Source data
⁂
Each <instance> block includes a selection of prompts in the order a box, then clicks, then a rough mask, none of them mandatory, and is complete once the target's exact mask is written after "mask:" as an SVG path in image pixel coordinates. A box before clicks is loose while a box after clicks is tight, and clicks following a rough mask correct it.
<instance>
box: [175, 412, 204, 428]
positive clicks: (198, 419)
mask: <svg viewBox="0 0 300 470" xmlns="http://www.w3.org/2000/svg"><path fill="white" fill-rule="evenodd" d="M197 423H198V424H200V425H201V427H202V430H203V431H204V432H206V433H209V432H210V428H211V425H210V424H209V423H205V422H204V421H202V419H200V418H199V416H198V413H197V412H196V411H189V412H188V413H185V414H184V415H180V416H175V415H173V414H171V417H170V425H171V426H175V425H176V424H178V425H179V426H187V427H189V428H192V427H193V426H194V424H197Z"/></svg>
⁂
* [DIRECTIONS]: Quote the source data above line for line, with no changes.

* [TASK ANSWER]:
Each <instance> block includes a selection of prompts in the order a box, then clicks, then a rough mask, none of them mandatory, and is complete once the target's exact mask is written after "mask:" as an SVG path in image pixel coordinates. A box before clicks is loose while a box after clicks is tight, and clicks following a rough mask correct it.
<instance>
box: [175, 412, 204, 428]
positive clicks: (198, 419)
mask: <svg viewBox="0 0 300 470" xmlns="http://www.w3.org/2000/svg"><path fill="white" fill-rule="evenodd" d="M197 423H198V424H200V425H201V427H202V430H203V431H204V432H206V433H209V432H210V428H211V425H210V424H209V423H205V422H204V421H202V419H200V418H199V416H198V413H197V412H196V411H189V412H188V413H185V414H184V415H180V416H175V415H173V414H171V417H170V425H171V426H175V425H176V424H178V425H179V426H187V427H189V428H192V427H193V426H194V424H197Z"/></svg>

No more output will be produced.